CAD CAM EDM DRO - Yahoo Group Archive

Re: [CAD_CAM_EDM_DRO] GNU cad/cam

Posted by Glen
on 2002-02-24 10:10:27 UTC
Even turning out something as dull as a square pocket can be fun. You'd be
surprised how many people I talk to that'll hate whatever they're using until
they understand how to do this very part, then it seems like 'Oh, this really
did save me some time, maybe I'll learn how to use it'. After all, a CAD/CAM
system is a 'tool', and not a 'toy', and should be treated as such. A lot of
people forget that. If it happens to make pretty pictures along the way,
that's cool, but most of them aren't worthy of a screenshot ;)

Glen




On Saturday 23 February 2002 11:15, you wrote:
> hello;
>
> i thought more about this late last night and again this
> morning. i have come to the conclusion that the reason it
> is so difficult to find helpers particularly good helpers
> is that cad/cam is perceived as not being 'glitzy' enough.
> it has no 'sex appeal'. it is perceived as being an "old"
> technology. when i explain it to potential helpers i would
> be willing to bet that they have visions of a dimly lighted
> dirty oily factory with people standing around battleship
> gray machines churning out a non-descript part. they may also
> have the image of that student in high school who took
> industrial arts instead of other classes and was looked down
> on. (industrial arts in high schools has a bad image.)
>
> in their mind raytracing has glitz and sex appeal. they have
> the perception of a graphic artist sitting in an art deco
> office or cube designing these real cool looking movie posters.
> they want to help on something that would produce a 'toy story'
> or 'shreik' movie. they do not want to work on something so
> someone somewhere may produce thousands of non-descript widgets.
>
> so the question is:
> how do you present cad/cam has having glitz and sex appeal?
> that making thousands of non-descript widgets is actually fun
> and not boring.

== Provided information ==
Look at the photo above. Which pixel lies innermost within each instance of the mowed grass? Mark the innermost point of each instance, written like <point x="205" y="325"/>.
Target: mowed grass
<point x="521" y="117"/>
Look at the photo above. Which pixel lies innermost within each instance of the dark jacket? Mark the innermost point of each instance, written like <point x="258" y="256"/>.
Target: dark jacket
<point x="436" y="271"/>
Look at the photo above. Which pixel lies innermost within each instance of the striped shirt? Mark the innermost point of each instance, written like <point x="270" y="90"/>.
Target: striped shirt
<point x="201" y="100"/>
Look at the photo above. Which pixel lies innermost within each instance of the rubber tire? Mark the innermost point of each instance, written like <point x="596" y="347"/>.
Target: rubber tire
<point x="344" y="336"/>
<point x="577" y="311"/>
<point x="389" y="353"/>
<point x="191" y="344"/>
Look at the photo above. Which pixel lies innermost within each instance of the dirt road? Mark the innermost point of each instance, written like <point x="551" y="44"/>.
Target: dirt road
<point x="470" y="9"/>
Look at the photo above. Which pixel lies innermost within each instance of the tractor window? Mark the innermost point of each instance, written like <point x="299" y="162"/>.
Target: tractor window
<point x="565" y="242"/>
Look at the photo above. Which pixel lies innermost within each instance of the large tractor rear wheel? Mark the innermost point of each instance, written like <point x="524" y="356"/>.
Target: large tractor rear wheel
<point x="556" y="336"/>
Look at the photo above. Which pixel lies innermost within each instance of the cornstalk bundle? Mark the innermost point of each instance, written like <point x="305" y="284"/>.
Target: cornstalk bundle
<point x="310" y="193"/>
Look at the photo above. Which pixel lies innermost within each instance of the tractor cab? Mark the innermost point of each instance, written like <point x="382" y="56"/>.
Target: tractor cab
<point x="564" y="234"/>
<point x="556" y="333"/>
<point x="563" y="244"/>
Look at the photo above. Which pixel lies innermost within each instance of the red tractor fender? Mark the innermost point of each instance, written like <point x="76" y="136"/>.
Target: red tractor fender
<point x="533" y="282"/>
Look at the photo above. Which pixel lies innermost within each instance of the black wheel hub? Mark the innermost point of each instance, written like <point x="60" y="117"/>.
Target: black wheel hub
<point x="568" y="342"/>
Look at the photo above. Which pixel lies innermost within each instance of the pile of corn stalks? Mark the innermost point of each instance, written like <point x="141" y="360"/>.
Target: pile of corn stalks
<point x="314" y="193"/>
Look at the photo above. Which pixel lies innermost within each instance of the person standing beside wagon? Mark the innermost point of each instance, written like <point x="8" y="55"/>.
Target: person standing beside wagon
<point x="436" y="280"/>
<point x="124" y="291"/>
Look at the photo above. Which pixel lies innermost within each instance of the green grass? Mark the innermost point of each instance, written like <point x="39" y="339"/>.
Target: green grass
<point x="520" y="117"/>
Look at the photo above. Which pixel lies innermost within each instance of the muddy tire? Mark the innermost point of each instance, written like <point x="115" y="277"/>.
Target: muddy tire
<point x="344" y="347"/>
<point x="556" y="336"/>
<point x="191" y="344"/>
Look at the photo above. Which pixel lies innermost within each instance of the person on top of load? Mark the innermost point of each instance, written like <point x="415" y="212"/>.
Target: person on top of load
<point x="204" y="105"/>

== Challenge 1 ==
According to the mailing-list post, what should a CAD/CAM system be treated as, rather than a toy?
== Challenge 2 ==
Rewrite the stretch of the mailing-list post from "Re: [CAD_CAM_EDM_DRO] GNU" through "a screenshot ;)", changing "square pocket" to "round pocket".

== Correct result 1 ==
A tool.

== Correct result 2 ==
Re: [CAD_CAM_EDM_DRO] GNU cad/cam

Posted by Glen
on 2002-02-24 10:10:27 UTC
Even turning out something as dull as a round pocket can be fun. You'd be
surprised how many people I talk to that'll hate whatever they're using until
they understand how to do this very part, then it seems like 'Oh, this really
did save me some time, maybe I'll learn how to use it'. After all, a CAD/CAM
system is a 'tool', and not a 'toy', and should be treated as such. A lot of
people forget that. If it happens to make pretty pictures along the way,
that's cool, but most of them aren't worthy of a screenshot ;)